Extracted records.
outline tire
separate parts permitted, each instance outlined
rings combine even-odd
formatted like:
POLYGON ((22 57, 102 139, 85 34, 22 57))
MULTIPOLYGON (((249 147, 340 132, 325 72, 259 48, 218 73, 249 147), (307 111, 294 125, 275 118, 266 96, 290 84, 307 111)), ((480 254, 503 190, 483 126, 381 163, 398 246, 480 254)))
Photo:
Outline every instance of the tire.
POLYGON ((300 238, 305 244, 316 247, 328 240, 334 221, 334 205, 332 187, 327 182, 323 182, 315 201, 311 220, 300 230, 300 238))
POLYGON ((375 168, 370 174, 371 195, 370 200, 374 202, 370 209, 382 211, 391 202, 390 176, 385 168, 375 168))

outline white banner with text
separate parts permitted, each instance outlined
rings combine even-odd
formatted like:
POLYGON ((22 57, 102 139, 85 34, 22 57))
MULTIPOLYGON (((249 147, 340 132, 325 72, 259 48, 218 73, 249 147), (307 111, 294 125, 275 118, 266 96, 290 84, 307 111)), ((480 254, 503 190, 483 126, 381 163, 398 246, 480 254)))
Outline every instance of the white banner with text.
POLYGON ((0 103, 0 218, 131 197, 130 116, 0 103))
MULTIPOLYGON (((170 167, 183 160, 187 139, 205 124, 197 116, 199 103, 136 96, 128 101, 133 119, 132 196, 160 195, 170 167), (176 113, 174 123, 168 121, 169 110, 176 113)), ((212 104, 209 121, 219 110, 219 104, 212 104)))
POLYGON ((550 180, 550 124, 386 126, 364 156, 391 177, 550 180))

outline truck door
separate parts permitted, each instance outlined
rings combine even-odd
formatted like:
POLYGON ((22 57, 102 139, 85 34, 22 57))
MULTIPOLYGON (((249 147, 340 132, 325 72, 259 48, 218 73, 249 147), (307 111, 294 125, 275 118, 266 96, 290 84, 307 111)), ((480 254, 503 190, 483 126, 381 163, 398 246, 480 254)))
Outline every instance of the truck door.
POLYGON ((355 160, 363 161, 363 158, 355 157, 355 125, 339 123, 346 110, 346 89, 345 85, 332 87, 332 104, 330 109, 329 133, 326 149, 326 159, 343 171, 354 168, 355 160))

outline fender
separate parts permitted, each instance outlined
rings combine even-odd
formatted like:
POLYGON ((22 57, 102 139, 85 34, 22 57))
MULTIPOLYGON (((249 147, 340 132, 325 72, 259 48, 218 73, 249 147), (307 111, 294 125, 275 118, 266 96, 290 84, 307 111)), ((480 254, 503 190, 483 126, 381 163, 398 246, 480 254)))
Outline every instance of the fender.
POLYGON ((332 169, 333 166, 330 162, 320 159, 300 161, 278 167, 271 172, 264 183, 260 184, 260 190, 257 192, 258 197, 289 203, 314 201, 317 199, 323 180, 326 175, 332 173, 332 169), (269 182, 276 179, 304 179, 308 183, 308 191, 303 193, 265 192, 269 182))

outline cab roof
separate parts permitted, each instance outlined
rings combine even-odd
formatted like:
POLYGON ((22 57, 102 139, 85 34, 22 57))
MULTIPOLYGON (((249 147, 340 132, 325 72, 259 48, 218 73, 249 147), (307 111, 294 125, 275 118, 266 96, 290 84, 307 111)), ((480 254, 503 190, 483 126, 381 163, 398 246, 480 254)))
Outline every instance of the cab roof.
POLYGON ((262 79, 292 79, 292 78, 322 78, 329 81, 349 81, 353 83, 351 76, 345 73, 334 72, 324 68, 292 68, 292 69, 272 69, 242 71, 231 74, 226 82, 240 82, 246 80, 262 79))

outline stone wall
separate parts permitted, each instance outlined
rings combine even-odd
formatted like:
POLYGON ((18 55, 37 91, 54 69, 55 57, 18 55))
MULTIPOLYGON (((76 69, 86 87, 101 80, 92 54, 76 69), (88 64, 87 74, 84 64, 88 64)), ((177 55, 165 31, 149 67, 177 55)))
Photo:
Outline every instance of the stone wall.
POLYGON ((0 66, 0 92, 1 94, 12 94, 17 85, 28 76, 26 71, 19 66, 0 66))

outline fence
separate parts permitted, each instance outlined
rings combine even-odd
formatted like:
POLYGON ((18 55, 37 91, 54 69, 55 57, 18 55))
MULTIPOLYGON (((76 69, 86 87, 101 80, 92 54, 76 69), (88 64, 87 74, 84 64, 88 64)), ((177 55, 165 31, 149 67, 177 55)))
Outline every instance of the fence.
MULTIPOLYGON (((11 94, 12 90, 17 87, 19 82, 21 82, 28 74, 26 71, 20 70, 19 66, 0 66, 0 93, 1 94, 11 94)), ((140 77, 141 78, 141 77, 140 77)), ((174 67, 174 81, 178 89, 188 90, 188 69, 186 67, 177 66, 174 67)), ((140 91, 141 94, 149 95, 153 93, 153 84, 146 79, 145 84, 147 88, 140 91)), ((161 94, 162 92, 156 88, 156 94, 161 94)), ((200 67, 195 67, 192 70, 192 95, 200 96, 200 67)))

SET EXERCISE.
Reproduce every line of the entries above verbatim, keeping their original order.

TASK SOLUTION.
outline tire
separate parts permitted, each instance outlined
rings combine even-odd
formatted like:
POLYGON ((22 57, 102 139, 85 34, 22 57))
MULTIPOLYGON (((249 147, 340 132, 325 72, 259 48, 218 73, 249 147), (307 111, 294 125, 275 118, 266 96, 290 84, 307 111)), ((480 254, 503 190, 483 126, 381 163, 398 246, 480 254)))
Photo:
Outline every instance of the tire.
POLYGON ((300 238, 305 244, 316 247, 328 240, 334 221, 334 205, 332 187, 327 182, 323 182, 315 201, 311 220, 300 230, 300 238))
POLYGON ((375 168, 370 174, 371 195, 370 200, 374 202, 370 209, 382 211, 391 202, 390 176, 385 168, 375 168))

outline white banner with text
separate parts permitted, each instance outlined
rings combine even-odd
formatted like:
POLYGON ((22 57, 102 139, 85 34, 22 57))
MULTIPOLYGON (((249 147, 340 132, 325 72, 259 48, 218 73, 249 147), (307 111, 294 125, 275 118, 266 96, 290 84, 307 111)), ((480 254, 503 190, 483 126, 381 163, 398 246, 480 254)))
Outline every instance of the white banner with text.
POLYGON ((0 103, 0 218, 131 197, 130 116, 0 103))
MULTIPOLYGON (((170 167, 183 160, 187 139, 205 124, 197 116, 199 103, 136 96, 128 101, 133 119, 132 196, 160 195, 170 167), (176 113, 174 123, 168 121, 169 110, 176 113)), ((212 104, 209 121, 219 110, 219 104, 212 104)))
POLYGON ((550 180, 550 124, 386 126, 364 156, 391 177, 550 180))

outline truck door
separate parts permitted, each instance outlined
rings combine even-odd
formatted like:
POLYGON ((22 57, 102 139, 85 34, 22 57))
MULTIPOLYGON (((249 147, 340 132, 325 72, 259 48, 218 73, 249 147), (307 111, 294 125, 275 118, 266 96, 290 84, 307 111)), ((480 254, 503 190, 483 126, 381 163, 398 246, 480 254)))
Outline every instance of the truck door.
POLYGON ((355 160, 363 161, 363 158, 355 157, 355 125, 339 123, 346 110, 346 89, 345 85, 332 87, 332 104, 330 109, 329 133, 326 149, 326 159, 343 171, 354 168, 355 160))

outline fender
separate parts permitted, each instance outlined
rings combine even-odd
formatted like:
POLYGON ((22 57, 102 139, 85 34, 22 57))
MULTIPOLYGON (((249 147, 340 132, 325 72, 259 48, 218 73, 249 147), (307 111, 294 125, 275 118, 266 96, 290 84, 307 111)), ((480 254, 503 190, 483 126, 381 163, 398 246, 480 254)))
Outline every instance of the fender.
POLYGON ((332 169, 333 166, 330 162, 320 159, 300 161, 278 167, 271 172, 264 183, 260 184, 260 190, 257 192, 258 197, 289 203, 314 201, 317 199, 323 180, 326 175, 332 173, 332 169), (269 182, 276 179, 304 179, 308 183, 308 191, 303 193, 265 192, 269 182))

outline cab roof
separate parts permitted, each instance outlined
rings combine even-odd
formatted like:
POLYGON ((22 57, 102 139, 85 34, 22 57))
MULTIPOLYGON (((249 147, 340 132, 325 72, 259 48, 218 73, 249 147), (307 111, 294 125, 275 118, 266 96, 290 84, 307 111)), ((480 254, 503 190, 483 126, 381 163, 398 246, 480 254)))
Outline every instance of the cab roof.
POLYGON ((262 79, 292 79, 292 78, 322 78, 329 81, 349 81, 353 83, 351 76, 345 73, 334 72, 324 68, 292 68, 292 69, 272 69, 242 71, 231 74, 226 82, 240 82, 246 80, 262 79))

outline stone wall
separate parts permitted, each instance outlined
rings combine even-odd
formatted like:
POLYGON ((18 55, 37 91, 54 69, 55 57, 18 55))
MULTIPOLYGON (((76 69, 86 87, 101 80, 92 54, 76 69), (88 64, 87 74, 84 64, 88 64)), ((177 55, 165 31, 149 67, 177 55)))
Photo:
Outline every instance of the stone wall.
POLYGON ((0 66, 0 92, 1 94, 12 94, 17 85, 28 76, 26 71, 19 66, 0 66))

outline fence
separate parts permitted, each instance outlined
rings combine even-odd
formatted like:
POLYGON ((18 55, 37 91, 54 69, 55 57, 18 55))
MULTIPOLYGON (((76 69, 86 87, 101 80, 92 54, 76 69), (88 64, 87 74, 84 64, 88 64)), ((177 55, 165 31, 149 67, 177 55)))
Outline every instance of the fence.
MULTIPOLYGON (((11 94, 12 90, 17 87, 19 82, 21 82, 28 74, 26 71, 20 70, 19 66, 0 66, 0 93, 1 94, 11 94)), ((140 77, 141 78, 141 77, 140 77)), ((174 67, 174 81, 178 89, 188 90, 188 69, 186 67, 177 66, 174 67)), ((140 91, 141 94, 149 95, 153 93, 153 84, 146 79, 145 84, 147 88, 140 91)), ((161 94, 162 92, 156 88, 156 94, 161 94)), ((200 67, 195 67, 192 70, 192 95, 200 96, 200 67)))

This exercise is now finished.